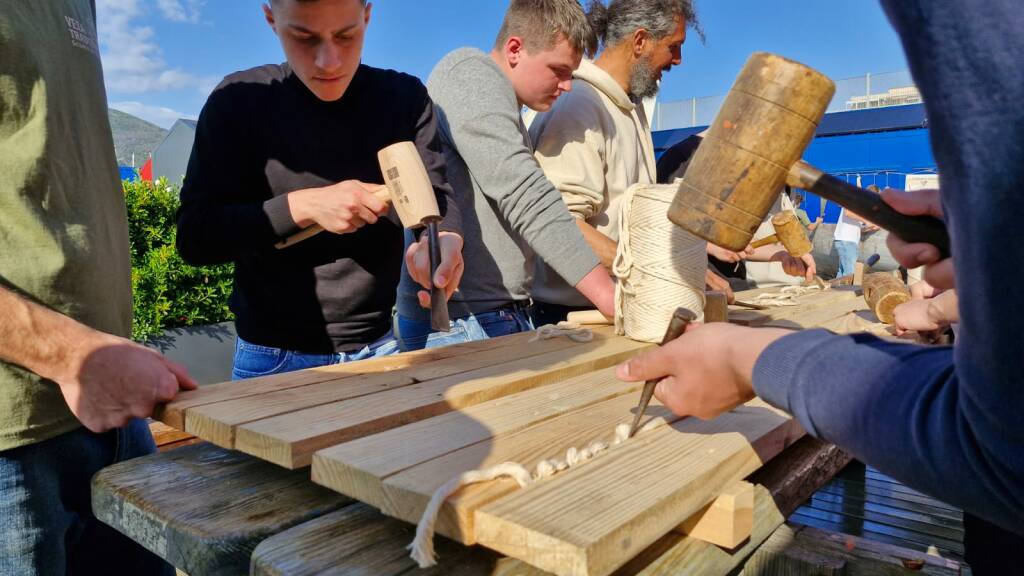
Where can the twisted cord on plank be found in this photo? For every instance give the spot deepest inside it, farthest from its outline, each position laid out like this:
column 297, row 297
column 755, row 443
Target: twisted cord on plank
column 659, row 265
column 570, row 330
column 422, row 547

........

Revise all the lines above so that each "plank" becomes "board", with everything else kept the same, and leave out the pictures.

Where can the twisted cord on board be found in this photo? For every instance give the spot deepest inside it, farthest from its outline, each position laid out like this:
column 297, row 297
column 755, row 443
Target: twisted cord on board
column 659, row 265
column 570, row 330
column 422, row 547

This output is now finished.